> _What is asked_: Turn the lines of the records into a JSON list of strings, one string per line and no blank lines. Begin at the line containing "Place a point on each instance of the snow" and continue through the end of the records.

> _Information shown_:

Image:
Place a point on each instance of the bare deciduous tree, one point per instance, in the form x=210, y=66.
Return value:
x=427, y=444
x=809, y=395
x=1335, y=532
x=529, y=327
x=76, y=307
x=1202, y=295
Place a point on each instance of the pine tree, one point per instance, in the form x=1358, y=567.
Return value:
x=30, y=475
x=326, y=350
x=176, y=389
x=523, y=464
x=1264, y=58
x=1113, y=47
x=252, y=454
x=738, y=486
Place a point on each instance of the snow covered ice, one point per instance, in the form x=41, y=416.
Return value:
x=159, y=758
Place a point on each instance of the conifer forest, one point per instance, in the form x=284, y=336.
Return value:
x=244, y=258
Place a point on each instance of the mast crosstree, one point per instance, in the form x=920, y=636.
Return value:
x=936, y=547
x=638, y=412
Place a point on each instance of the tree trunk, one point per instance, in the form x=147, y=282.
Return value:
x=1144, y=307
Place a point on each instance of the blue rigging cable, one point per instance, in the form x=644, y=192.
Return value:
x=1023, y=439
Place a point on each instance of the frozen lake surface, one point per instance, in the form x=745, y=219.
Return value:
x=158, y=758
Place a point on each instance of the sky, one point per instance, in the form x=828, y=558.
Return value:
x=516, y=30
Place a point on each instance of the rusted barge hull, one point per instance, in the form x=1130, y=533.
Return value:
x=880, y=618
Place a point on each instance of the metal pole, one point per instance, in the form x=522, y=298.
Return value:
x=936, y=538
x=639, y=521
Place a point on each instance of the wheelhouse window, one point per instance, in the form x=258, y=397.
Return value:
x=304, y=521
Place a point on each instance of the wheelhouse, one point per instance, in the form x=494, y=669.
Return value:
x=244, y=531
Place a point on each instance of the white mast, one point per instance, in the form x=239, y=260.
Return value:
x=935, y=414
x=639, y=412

> _Output of the exercise_:
[
  "Place a point on each instance of the snow covered ice, one point per instance, in the form x=41, y=416.",
  "Return value:",
  "x=159, y=758",
  "Place a point on each instance of the conifer forest, one point per instance, in the form x=284, y=336.",
  "Return value:",
  "x=244, y=258",
  "Place a point on each instance of the mast crosstree, one point per instance, in the form x=920, y=636.",
  "Return value:",
  "x=936, y=547",
  "x=638, y=412",
  "Place a point on each instance of the tree trunk, one point per instance, in the form x=147, y=282.",
  "Return value:",
  "x=1144, y=307",
  "Place a point on each instance of the blue rigging cable, one point per instance, in the form x=644, y=192.",
  "Return value:",
  "x=1023, y=439",
  "Place a point on each instance of the frozen lake surface, one point per instance, in the form x=745, y=219.",
  "Return value:",
  "x=158, y=758",
  "Place a point on each instance of the sky, one point per instance, in the form x=828, y=558.",
  "Return value:",
  "x=516, y=30",
  "Place a point on each instance of the rusted barge hull, one point per instance, in the form x=1130, y=533.",
  "Return value:",
  "x=880, y=618",
  "Place a point on each instance of the metal pole, one point per instance, in the form x=522, y=298.",
  "Return value:",
  "x=936, y=538",
  "x=639, y=521",
  "Place a point on each instance of the wheelhouse window, one point per instance, in the form x=258, y=397.",
  "Return value:",
  "x=304, y=521",
  "Place a point on each instance of the wheelhouse, one point per instance, in the form x=494, y=669.",
  "Return value:",
  "x=244, y=531",
  "Place a point on each instance of the white mast, one point per instance, in the form x=239, y=260.",
  "Return value:",
  "x=935, y=414",
  "x=639, y=412"
]